Quoted passage
────────────────

[Pacemaker] hangs pending

Andrew Beekhof andrew at beekhof.net
Mon Jan 13 21:19:27 EST 2014


Apart from anything else, your timeout needs to be bigger:

Jan 13 12:21:36 [17223] dev-cluster2-node1.unix.tensor.ru stonith-ng: (  commands.c:1321  )   error: log_operation: 	Operation 'reboot' [11331] (call 2 from crmd.17227) for host 'dev-cluster2-node2.unix.tensor.ru' with device 'st1' returned: -62 (Timer expired)


On 14 Jan 2014, at 7:18 am, Andrew Beekhof <andrew at beekhof.net> wrote:

> 
> On 13 Jan 2014, at 8:31 pm, Andrey Groshev <greenx at yandex.ru> wrote:
> 
>> 
>> 
>> 13.01.2014, 02:51, "Andrew Beekhof" <andrew at beekhof.net>:
>>> On 10 Jan 2014, at 9:55 pm, Andrey Groshev <greenx at yandex.ru> wrote:
>>> 
>>>> 10.01.2014, 14:31, "Andrey Groshev" <greenx at yandex.ru>:
>>>>> 10.01.2014, 14:01, "Andrew Beekhof" <andrew at beekhof.net>:
>>>>>>  On 10 Jan 2014, at 5:03 pm, Andrey Groshev <greenx at yandex.ru> wrote:
>>>>>>>   10.01.2014, 05:29, "Andrew Beekhof" <andrew at beekhof.net>:
>>>>>>>>    On 9 Jan 2014, at 11:11 pm, Andrey Groshev <greenx at yandex.ru> wrote:
>>>>>>>>>     08.01.2014, 06:22, "Andrew Beekhof" <andrew at beekhof.net>:
>>>>>>>>>>     On 29 Nov 2013, at 7:17 pm, Andrey Groshev <greenx at yandex.ru> wrote:
>>>>>>>>>>>      Hi, ALL.
>>>>>>>>>>> 
>>>>>>>>>>>      I'm still trying to cope with the fact that after the fence - node hangs in "pending".
>>>>>>>>>>     Please define "pending".  Where did you see this?
>>>>>>>>>     In crm_mon:
>>>>>>>>>     ......
>>>>>>>>>     Node dev-cluster2-node2 (172793105): pending
>>>>>>>>>     ......
>>>>>>>>> 
>>>>>>>>>     The experiment was like this:
>>>>>>>>>     Four nodes in cluster.

────────────────

Written instruction 1
In the records, switch "shelf-audit tool" to "catalog tool" from the line that contains "the wall sconce." through the line that contains "x=539, y=290", changing nothing else, and give only those lines.
The records have no connection to the text.

────────────────

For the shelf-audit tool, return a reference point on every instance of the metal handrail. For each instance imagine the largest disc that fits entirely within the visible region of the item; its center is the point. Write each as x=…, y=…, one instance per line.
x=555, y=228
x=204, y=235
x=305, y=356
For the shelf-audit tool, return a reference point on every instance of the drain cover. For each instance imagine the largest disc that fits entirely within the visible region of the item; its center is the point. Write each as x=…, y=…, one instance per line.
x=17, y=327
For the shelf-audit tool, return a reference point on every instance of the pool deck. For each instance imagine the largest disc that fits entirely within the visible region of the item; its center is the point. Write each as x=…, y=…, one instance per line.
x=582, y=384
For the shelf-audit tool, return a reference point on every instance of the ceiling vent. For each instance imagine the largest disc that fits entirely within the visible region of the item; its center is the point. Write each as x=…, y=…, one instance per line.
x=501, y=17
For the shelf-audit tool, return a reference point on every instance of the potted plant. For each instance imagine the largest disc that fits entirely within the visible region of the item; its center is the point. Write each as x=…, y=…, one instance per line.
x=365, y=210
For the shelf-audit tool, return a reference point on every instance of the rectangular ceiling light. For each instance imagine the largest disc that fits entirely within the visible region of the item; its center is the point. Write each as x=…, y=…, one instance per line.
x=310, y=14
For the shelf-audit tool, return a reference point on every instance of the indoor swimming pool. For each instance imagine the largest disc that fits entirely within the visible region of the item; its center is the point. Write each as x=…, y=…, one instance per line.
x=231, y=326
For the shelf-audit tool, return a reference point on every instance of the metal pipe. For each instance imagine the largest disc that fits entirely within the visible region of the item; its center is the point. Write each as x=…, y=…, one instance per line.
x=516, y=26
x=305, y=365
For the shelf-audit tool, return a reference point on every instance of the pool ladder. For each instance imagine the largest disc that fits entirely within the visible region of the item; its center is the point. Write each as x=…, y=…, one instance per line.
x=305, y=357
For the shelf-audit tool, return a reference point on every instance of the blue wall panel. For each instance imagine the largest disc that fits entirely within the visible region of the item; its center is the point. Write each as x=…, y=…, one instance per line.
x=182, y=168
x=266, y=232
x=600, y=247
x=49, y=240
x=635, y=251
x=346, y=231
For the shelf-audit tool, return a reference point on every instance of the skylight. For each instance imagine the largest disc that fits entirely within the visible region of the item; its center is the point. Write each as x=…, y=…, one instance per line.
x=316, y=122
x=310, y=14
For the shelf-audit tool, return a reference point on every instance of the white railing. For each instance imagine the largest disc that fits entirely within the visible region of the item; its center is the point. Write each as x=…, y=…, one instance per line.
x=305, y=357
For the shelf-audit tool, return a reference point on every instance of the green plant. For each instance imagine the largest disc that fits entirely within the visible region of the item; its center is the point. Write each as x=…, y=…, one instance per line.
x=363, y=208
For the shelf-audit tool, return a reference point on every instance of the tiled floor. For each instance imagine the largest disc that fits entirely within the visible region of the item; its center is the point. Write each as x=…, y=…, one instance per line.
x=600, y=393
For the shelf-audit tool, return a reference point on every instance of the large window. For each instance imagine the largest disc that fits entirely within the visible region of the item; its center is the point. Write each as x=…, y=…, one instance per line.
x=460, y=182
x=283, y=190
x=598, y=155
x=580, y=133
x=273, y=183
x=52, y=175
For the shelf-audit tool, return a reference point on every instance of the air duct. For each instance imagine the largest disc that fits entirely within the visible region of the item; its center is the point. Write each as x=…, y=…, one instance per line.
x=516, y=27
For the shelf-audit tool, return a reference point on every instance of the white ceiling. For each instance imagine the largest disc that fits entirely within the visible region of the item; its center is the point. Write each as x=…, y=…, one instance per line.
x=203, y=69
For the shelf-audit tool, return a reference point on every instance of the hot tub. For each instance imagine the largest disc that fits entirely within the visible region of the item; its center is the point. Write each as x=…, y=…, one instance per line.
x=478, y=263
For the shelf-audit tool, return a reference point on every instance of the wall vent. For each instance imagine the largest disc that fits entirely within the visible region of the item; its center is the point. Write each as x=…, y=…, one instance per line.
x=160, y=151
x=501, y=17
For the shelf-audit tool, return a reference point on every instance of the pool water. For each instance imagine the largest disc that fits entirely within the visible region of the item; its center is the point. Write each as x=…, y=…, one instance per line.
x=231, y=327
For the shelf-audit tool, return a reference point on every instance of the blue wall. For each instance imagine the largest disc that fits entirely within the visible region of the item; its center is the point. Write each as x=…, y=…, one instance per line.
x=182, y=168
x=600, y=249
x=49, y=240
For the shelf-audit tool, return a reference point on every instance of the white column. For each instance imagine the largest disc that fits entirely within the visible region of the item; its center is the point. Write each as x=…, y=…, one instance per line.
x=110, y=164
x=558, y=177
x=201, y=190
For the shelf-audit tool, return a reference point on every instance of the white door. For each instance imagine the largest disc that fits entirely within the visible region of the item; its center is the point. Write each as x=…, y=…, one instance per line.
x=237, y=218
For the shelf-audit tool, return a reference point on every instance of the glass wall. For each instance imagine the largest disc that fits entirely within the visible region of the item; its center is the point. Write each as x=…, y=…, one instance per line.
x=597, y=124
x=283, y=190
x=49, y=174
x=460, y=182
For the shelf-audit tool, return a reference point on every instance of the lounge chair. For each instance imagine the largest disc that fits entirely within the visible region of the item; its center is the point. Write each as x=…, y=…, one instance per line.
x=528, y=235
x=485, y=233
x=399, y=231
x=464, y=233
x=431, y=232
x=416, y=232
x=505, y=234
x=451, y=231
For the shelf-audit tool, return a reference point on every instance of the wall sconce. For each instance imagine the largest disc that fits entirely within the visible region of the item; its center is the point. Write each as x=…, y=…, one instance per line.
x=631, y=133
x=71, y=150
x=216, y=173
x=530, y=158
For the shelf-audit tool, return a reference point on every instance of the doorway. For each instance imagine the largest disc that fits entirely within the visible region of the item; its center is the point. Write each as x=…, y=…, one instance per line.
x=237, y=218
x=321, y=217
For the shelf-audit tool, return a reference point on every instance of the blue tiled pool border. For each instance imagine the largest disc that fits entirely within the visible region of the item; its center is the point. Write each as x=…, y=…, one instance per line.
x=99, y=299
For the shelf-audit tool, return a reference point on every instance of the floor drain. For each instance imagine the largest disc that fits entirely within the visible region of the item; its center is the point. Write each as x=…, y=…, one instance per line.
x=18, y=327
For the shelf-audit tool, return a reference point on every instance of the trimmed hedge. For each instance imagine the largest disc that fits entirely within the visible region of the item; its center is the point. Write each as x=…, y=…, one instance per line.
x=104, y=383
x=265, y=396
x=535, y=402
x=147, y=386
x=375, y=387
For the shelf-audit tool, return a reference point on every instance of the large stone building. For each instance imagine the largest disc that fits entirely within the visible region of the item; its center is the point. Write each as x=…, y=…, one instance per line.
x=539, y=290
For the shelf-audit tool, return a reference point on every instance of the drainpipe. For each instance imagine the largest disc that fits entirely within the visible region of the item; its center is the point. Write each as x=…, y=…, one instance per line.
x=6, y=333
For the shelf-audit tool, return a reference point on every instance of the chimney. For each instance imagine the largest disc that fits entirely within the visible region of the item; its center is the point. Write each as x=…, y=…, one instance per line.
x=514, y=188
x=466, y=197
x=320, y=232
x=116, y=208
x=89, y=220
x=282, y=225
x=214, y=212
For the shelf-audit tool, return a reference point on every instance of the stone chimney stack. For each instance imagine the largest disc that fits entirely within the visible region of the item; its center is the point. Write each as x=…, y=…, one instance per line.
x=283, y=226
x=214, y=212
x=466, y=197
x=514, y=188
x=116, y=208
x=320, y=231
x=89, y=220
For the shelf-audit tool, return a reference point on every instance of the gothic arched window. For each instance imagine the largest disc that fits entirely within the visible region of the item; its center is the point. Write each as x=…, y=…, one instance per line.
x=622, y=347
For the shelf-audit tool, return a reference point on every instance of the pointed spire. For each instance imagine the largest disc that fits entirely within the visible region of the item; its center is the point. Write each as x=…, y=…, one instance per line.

────────────────

Written instruction 2
Return a part of the Pacemaker thread word for word, beginning at the words "Jan 13 12:21:36" and stopping after "-62 (Timer expired)".

Exercise answer 1
For the catalog tool, return a reference point on every instance of the wall sconce. For each instance imagine the largest disc that fits entirely within the visible region of the item; its center is the point. Write each as x=…, y=…, one instance per line.
x=631, y=133
x=71, y=150
x=216, y=173
x=530, y=158
For the catalog tool, return a reference point on every instance of the doorway. For each instance imagine the largest disc that fits entirely within the visible region of the item; its center is the point. Write each as x=…, y=…, one instance per line.
x=237, y=218
x=321, y=217
For the catalog tool, return a reference point on every instance of the blue tiled pool border. For each instance imagine the largest disc that fits entirely within the visible region of the item; its center is the point. Write each as x=…, y=…, one instance per line.
x=99, y=299
For the catalog tool, return a reference point on every instance of the floor drain. For each instance imagine the largest disc that fits entirely within the visible region of the item; its center is the point. Write each as x=…, y=…, one instance per line.
x=18, y=327
For the catalog tool, return a reference point on every instance of the trimmed hedge. For each instance imagine the largest disc that fits entirely within the visible region of the item; its center is the point. Write each as x=…, y=…, one instance per line.
x=104, y=383
x=265, y=396
x=535, y=402
x=147, y=386
x=375, y=387
For the catalog tool, return a reference point on every instance of the large stone building. For each instance imagine the largest disc that fits entirely within the visible region of the item; its center is the point. Write each as x=…, y=…, one instance per line.
x=539, y=290

Exercise answer 2
Jan 13 12:21:36 [17223] dev-cluster2-node1.unix.tensor.ru stonith-ng: (  commands.c:1321  )   error: log_operation: 	Operation 'reboot' [11331] (call 2 from crmd.17227) for host 'dev-cluster2-node2.unix.tensor.ru' with device 'st1' returned: -62 (Timer expired)